__FRAGMENTO SELECCIONADO__:
Durante mi adolescencia y, sobre todo, en mis primeros años de estudiante en la Facultad de Letras de Granada, cuando mi mayor aspiración consistía en llegar a escribir algún día —cuanto antes, mejor— un buen poema, la obra de Lorca significaba el mayor ejemplo de entusiasmo y esplendor poético a mi alcance, al mismo tiempo que la máxima representación escrita de una lucha personal de naturaleza doble, que parecía mirarme: la de llevar a cabo una toma de la palabra de carácter homosexual —yo interrogaba ansiosamente cada uno de sus textos acerca de la expresión de su deseo—, y la de reinventar, de alguna forma, el mundo circundante, el entorno natal, sacándolo de las cenizas provincianas.

Una de las virtudes singulares de Lorca reside en su pasión, trufada de ternura joven, por comprender. Comprender un espacio, un ser, un sentimiento, un apetito. A menudo, el desarrollo material que lleva aparejada esa pasión, se desenvuelve en la producción efusiva de imágenes que parecen buscar —como si aplicara una lupa hiperpotente—, por un lado, qué cosas invisibles transforman las cosas en visibles delante de nosotros, sin que habitualmente nos percatemos, y por otro, qué sentido profundo tienen las cosas como imágenes emotivas. Como si estuviera levantando piedras en el campo y descubriese marañas de lombrices e insectos, son muchos los poemas, desde Libro de poemas hasta Diván del Tamarit, en los que Lorca indaga qué hay debajo, o detrás, de lo que se mira, frente a una descripción misteriosamente limpia —que en realidad se ofrece como provocación—.

En ocasiones esto ocurre de manera explícita, por ejemplo, en el poema ‘Capricho’, de Suites o en ‘Nueva York (Oficina y denuncia)’, de Poeta en Nueva York, por citar dos casos posicionados formalmente en los extremos. Tanto en el corte de graciosa canción tradicional del primero, como en el verso libre, dramáticamente amalgamado, del segundo, el virtuosismo rítmico funciona como una analogía exacta del sentido de las imágenes transmitidas, como una convergencia clave.

__MATERIAL PROPORCIONADO__:
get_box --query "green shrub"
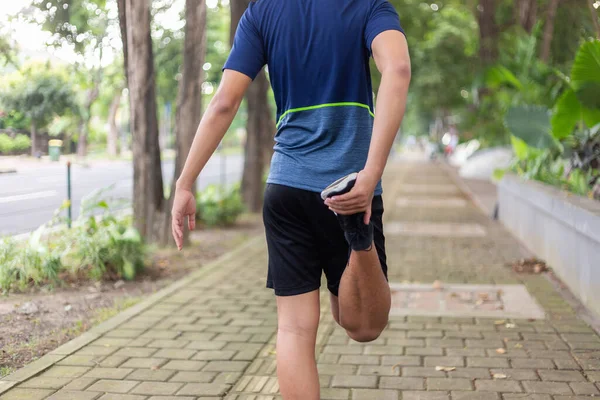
[0,133,14,154]
[13,134,31,152]
[0,191,146,291]
[196,185,244,226]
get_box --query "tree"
[540,0,560,62]
[31,0,112,157]
[118,0,206,245]
[515,0,538,33]
[230,0,276,211]
[0,63,76,155]
[587,0,600,40]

__TAREAS PROPUESTAS__:
A. ¿Qué dos poemas menciona el fragmento sobre Lorca como casos en los que su indagación ocurre de manera explícita?
B. Prolonga el fragmento sobre Lorca a partir de su última oración.
Este material procede de una fuente distinta.

__SOLUCIONES__:
A. ‘Capricho’, de Suites, y ‘Nueva York (Oficina y denuncia)’, de Poeta en Nueva York.

B.
El deseo de comprensión en la escritura de Lorca implica un deseo de comprenderse y ser comprendido. Hay un elemento relevante de autoexploración y de llamada de auxilio, que recorre toda su obra como un nervio. Para muestra, un botón conocido: “Porque yo no soy un hombre, ni un poeta, ni una hoja,/ pero sí un pulso herido que sonda las cosas del otro lado” (’Poema doble del Lago Edén’).

Otra vez, entonces, el sondeo que descubre el otro lado de las cosas, y una identidad indefinida, ideal, que puede relacionarse con la segunda oportunidad de inocencia durante la madurez —a fuerza de acercarse con decisión a quien fue de joven—, a la que se refiere Camila Sosa en su centelleante texto a la escritura y al travestismo, El viaje inútil.

La ininterrumpida capacidad de transformación de la obra de Lorca, dejada, digamos, sola, y en relación con sus lectores, creo que también está relacionada, de modo relevante, con el singular aire de desamparo que emana de sus poemas. Que sea un desamparo en compañía, buena o mala, desde luego no lo aminora y, en ocasiones, incluso, lo incrementa, como sucede en los poemas neoyorquinos. Pero se trata, sobre todo, de un sentimiento que congenia con la “nativa necesidad de belleza nueva” que adjudicó a Góngora, en su conferencia sobre él, y que podemos perfectamente atribuir al propio Lorca, al pulso extensible de su fatalidad poética.

Luis Muñoz es poeta. Su libro más reciente es Vecindad (Visor).